## About this task
What this exercise needs is every entry restated as written, with no pictures.

******************************

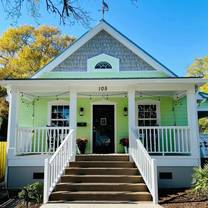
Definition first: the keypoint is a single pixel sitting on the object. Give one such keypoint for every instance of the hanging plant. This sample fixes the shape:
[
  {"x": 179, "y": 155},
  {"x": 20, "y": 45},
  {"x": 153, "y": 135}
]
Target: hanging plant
[{"x": 125, "y": 143}]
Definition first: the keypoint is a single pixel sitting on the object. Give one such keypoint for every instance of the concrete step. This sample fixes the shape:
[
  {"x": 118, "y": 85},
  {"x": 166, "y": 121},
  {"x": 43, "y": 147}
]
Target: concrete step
[
  {"x": 101, "y": 179},
  {"x": 100, "y": 196},
  {"x": 101, "y": 171},
  {"x": 101, "y": 187},
  {"x": 105, "y": 157},
  {"x": 115, "y": 164}
]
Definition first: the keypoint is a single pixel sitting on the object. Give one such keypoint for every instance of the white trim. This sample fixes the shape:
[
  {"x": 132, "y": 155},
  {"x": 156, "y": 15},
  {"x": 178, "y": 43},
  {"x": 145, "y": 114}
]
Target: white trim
[
  {"x": 149, "y": 102},
  {"x": 104, "y": 102},
  {"x": 58, "y": 103},
  {"x": 93, "y": 61},
  {"x": 86, "y": 37},
  {"x": 202, "y": 109},
  {"x": 193, "y": 123}
]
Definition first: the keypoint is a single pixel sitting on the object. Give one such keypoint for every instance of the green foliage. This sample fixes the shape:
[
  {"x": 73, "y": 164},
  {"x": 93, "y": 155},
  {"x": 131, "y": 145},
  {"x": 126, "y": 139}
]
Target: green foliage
[
  {"x": 24, "y": 50},
  {"x": 32, "y": 193},
  {"x": 199, "y": 68},
  {"x": 200, "y": 181},
  {"x": 203, "y": 125}
]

******************************

## Task response
Definition first: the keypoint is a single pixel sitting on the object. Give one such keypoint for every instance of the hanging plant. This sample fixes the shape:
[
  {"x": 179, "y": 155},
  {"x": 20, "y": 45},
  {"x": 153, "y": 135}
]
Target: hanging plant
[{"x": 125, "y": 143}]
Definition first: the keypoint is a single pixel sitting on the object. Give one such keypoint for every instance of the concrete step. This sample fixes the shape:
[
  {"x": 118, "y": 85},
  {"x": 166, "y": 121},
  {"x": 43, "y": 147}
]
Target: concrete step
[
  {"x": 101, "y": 179},
  {"x": 100, "y": 196},
  {"x": 101, "y": 171},
  {"x": 101, "y": 187},
  {"x": 105, "y": 157},
  {"x": 115, "y": 164}
]
Definition first: the keypoint is a single pixel sitting on the object. Give one such keypoint for every instance of the white trim. This sample fixes the shape:
[
  {"x": 132, "y": 155},
  {"x": 156, "y": 15},
  {"x": 178, "y": 43},
  {"x": 145, "y": 114}
]
Target: white trim
[
  {"x": 149, "y": 102},
  {"x": 104, "y": 102},
  {"x": 58, "y": 103},
  {"x": 93, "y": 61},
  {"x": 86, "y": 37},
  {"x": 202, "y": 109},
  {"x": 193, "y": 123}
]
Definition first: the keypoint is a single pixel sitting on the object. Give one such keypoint for every instance of the green foliage. This sample fixes the shape:
[
  {"x": 73, "y": 164},
  {"x": 93, "y": 155},
  {"x": 131, "y": 145},
  {"x": 126, "y": 139}
]
Target: green foliage
[
  {"x": 24, "y": 50},
  {"x": 32, "y": 193},
  {"x": 199, "y": 68},
  {"x": 200, "y": 181},
  {"x": 203, "y": 125}
]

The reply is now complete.